- WHAT YOU HAVE TO DO
List every line of the data below that contains the word "beer". Case matters.

- DATA SECTION
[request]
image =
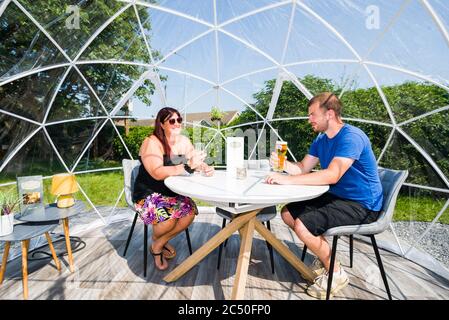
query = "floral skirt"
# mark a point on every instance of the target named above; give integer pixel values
(158, 208)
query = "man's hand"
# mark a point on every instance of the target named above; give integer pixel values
(277, 178)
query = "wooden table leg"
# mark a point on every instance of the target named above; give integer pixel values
(4, 261)
(65, 223)
(282, 249)
(25, 244)
(210, 245)
(246, 241)
(53, 253)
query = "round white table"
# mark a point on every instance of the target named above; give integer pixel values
(245, 198)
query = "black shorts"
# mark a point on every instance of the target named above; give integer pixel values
(328, 211)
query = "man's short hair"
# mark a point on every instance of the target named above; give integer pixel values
(329, 101)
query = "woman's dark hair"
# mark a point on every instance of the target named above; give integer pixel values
(163, 115)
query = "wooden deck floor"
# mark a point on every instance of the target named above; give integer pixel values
(103, 273)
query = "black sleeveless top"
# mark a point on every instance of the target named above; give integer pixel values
(145, 184)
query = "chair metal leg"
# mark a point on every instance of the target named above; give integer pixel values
(220, 249)
(130, 234)
(224, 224)
(331, 267)
(351, 250)
(381, 267)
(304, 251)
(145, 249)
(270, 249)
(188, 241)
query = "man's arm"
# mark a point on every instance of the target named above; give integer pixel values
(331, 175)
(305, 165)
(294, 168)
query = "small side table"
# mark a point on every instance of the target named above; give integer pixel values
(51, 213)
(23, 233)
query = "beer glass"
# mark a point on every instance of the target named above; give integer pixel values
(281, 151)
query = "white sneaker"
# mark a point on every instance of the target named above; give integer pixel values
(319, 288)
(318, 267)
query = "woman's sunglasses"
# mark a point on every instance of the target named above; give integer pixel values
(173, 121)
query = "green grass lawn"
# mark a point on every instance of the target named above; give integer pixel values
(103, 189)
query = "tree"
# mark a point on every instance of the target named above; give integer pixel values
(23, 46)
(407, 100)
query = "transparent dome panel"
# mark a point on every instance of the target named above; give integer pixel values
(298, 134)
(229, 9)
(121, 40)
(291, 103)
(431, 133)
(167, 32)
(402, 155)
(377, 134)
(363, 97)
(13, 132)
(266, 30)
(36, 157)
(30, 96)
(409, 96)
(72, 138)
(310, 39)
(143, 103)
(75, 100)
(361, 23)
(441, 7)
(112, 81)
(182, 90)
(233, 51)
(254, 88)
(72, 23)
(22, 45)
(415, 43)
(198, 9)
(197, 58)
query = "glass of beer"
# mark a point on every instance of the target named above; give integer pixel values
(281, 151)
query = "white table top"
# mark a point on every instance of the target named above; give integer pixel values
(220, 188)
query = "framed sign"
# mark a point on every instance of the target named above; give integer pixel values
(31, 192)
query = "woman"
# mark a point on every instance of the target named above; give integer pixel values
(163, 154)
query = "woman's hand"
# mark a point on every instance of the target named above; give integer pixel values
(207, 170)
(277, 178)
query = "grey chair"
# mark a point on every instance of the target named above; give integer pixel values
(130, 171)
(264, 216)
(392, 181)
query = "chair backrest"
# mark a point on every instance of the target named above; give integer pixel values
(130, 171)
(392, 181)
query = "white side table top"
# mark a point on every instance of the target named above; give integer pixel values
(221, 188)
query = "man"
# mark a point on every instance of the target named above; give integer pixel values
(355, 196)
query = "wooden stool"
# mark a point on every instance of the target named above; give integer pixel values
(24, 232)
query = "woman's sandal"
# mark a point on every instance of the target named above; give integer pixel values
(172, 253)
(155, 255)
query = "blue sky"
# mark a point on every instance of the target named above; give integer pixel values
(412, 42)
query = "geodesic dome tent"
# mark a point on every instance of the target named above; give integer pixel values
(75, 74)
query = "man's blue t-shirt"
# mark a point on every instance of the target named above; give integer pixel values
(361, 181)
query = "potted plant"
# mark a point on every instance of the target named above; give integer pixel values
(216, 115)
(8, 203)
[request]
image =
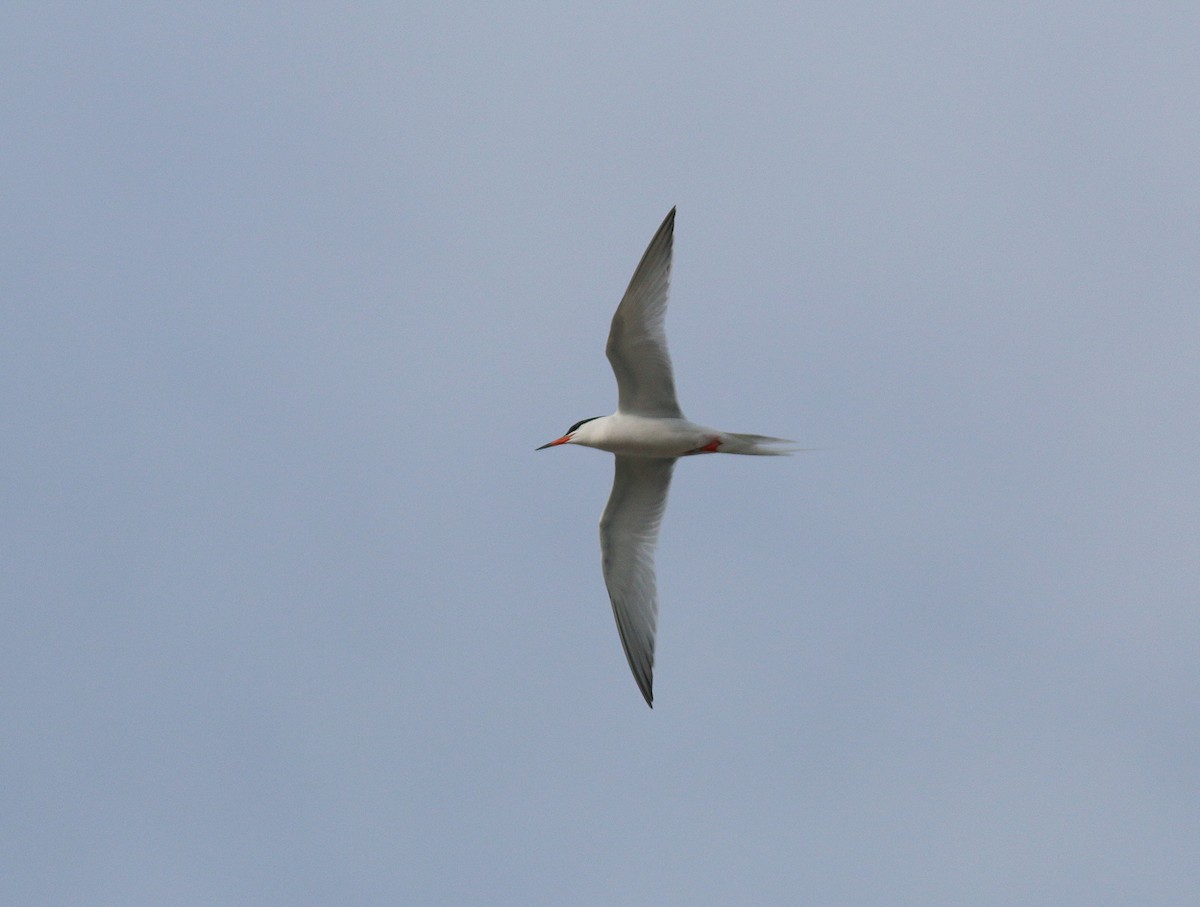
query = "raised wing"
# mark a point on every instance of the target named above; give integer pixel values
(629, 533)
(637, 341)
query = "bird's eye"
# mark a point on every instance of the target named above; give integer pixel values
(575, 427)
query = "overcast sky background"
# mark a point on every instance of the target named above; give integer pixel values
(294, 614)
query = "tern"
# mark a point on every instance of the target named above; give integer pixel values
(647, 433)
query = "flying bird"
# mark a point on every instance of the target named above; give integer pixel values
(647, 433)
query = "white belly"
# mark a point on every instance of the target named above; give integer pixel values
(646, 437)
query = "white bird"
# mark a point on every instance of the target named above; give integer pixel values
(647, 434)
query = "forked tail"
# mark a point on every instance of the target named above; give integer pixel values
(759, 445)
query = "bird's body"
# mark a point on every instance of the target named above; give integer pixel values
(647, 433)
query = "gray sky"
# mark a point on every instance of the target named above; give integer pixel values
(293, 613)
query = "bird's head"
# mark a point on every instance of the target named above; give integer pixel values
(571, 434)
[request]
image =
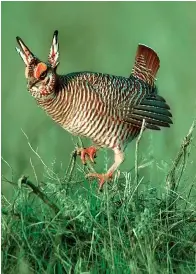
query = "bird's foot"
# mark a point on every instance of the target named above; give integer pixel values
(103, 178)
(90, 152)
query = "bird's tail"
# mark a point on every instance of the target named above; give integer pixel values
(146, 65)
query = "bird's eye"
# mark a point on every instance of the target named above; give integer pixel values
(43, 75)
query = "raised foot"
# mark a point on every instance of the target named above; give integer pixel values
(89, 152)
(103, 178)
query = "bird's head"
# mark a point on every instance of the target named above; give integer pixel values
(41, 76)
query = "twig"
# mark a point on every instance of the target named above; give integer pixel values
(136, 152)
(23, 180)
(171, 180)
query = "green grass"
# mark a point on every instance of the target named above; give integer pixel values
(64, 225)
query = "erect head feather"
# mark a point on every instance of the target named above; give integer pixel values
(41, 67)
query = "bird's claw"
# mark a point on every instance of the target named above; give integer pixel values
(90, 152)
(103, 178)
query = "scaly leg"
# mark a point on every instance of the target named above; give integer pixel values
(118, 159)
(89, 152)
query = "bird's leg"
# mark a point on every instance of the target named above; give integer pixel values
(118, 159)
(90, 152)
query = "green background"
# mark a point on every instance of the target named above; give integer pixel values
(100, 37)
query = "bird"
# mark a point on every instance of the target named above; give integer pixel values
(108, 109)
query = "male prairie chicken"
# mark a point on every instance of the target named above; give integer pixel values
(107, 109)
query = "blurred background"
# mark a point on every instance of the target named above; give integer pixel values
(100, 37)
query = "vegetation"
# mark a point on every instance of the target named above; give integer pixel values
(64, 225)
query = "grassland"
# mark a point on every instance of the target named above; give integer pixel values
(64, 225)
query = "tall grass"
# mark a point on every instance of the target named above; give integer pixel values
(64, 225)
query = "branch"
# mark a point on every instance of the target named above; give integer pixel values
(171, 180)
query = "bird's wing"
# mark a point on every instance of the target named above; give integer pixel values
(132, 108)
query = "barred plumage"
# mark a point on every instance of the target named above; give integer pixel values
(105, 108)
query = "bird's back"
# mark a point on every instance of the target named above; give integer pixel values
(100, 106)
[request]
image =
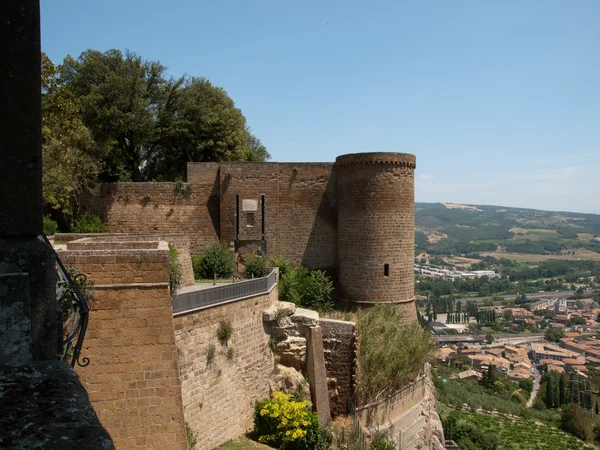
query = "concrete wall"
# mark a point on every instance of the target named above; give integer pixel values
(132, 378)
(218, 398)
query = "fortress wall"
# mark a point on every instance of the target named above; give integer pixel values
(157, 208)
(339, 344)
(133, 377)
(219, 397)
(300, 215)
(129, 241)
(376, 229)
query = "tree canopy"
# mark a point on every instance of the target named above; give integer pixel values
(114, 116)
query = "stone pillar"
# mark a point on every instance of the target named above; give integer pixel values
(21, 179)
(317, 375)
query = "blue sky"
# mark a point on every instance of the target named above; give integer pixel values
(499, 100)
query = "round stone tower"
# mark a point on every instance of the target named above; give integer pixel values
(376, 236)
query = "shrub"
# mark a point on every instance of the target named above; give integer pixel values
(281, 263)
(290, 425)
(256, 267)
(215, 260)
(380, 442)
(390, 352)
(224, 332)
(89, 223)
(50, 226)
(310, 289)
(175, 272)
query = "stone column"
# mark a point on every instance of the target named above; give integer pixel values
(21, 191)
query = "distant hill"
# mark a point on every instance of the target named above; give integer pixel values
(444, 228)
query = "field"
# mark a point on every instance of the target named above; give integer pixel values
(521, 434)
(531, 257)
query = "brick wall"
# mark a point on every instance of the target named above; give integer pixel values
(218, 398)
(339, 344)
(376, 228)
(157, 208)
(133, 377)
(300, 214)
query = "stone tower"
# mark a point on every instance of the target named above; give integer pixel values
(375, 226)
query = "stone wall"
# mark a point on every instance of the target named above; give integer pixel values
(408, 418)
(99, 241)
(339, 343)
(159, 208)
(300, 214)
(133, 377)
(219, 395)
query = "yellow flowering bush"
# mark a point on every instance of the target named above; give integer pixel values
(289, 425)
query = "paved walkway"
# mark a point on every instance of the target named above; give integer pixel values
(199, 287)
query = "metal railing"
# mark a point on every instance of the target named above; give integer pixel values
(358, 435)
(74, 307)
(190, 301)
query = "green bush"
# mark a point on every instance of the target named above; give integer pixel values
(289, 425)
(175, 272)
(390, 353)
(256, 267)
(50, 226)
(89, 223)
(215, 260)
(309, 289)
(380, 442)
(281, 263)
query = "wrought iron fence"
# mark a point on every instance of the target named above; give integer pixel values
(190, 301)
(74, 308)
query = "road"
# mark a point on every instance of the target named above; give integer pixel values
(512, 296)
(536, 387)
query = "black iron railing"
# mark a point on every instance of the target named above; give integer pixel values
(190, 301)
(74, 306)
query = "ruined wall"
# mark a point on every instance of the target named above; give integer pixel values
(132, 378)
(128, 241)
(300, 214)
(219, 397)
(155, 208)
(339, 343)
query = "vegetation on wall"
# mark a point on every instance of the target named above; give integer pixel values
(175, 271)
(216, 260)
(256, 267)
(49, 226)
(89, 223)
(286, 424)
(390, 353)
(311, 289)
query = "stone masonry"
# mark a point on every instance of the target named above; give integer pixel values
(133, 377)
(219, 393)
(353, 218)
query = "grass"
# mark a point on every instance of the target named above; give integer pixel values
(532, 257)
(523, 434)
(243, 443)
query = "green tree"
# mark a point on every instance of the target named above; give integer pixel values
(68, 150)
(118, 95)
(199, 122)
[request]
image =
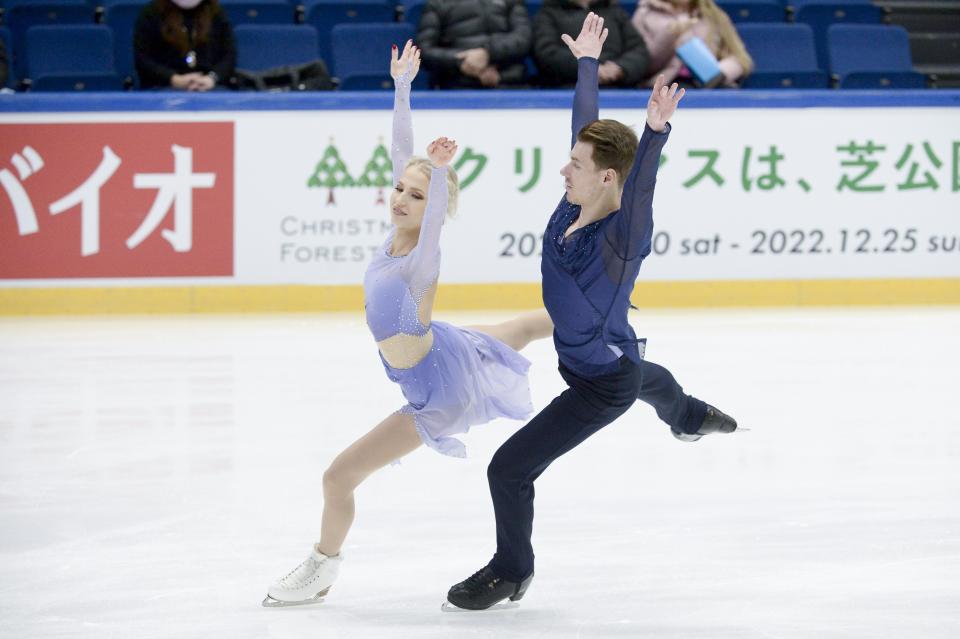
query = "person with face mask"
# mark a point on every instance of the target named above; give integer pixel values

- OUTPUT OF THE EXERCISE
query = "beer glass"
query = "glass of beer"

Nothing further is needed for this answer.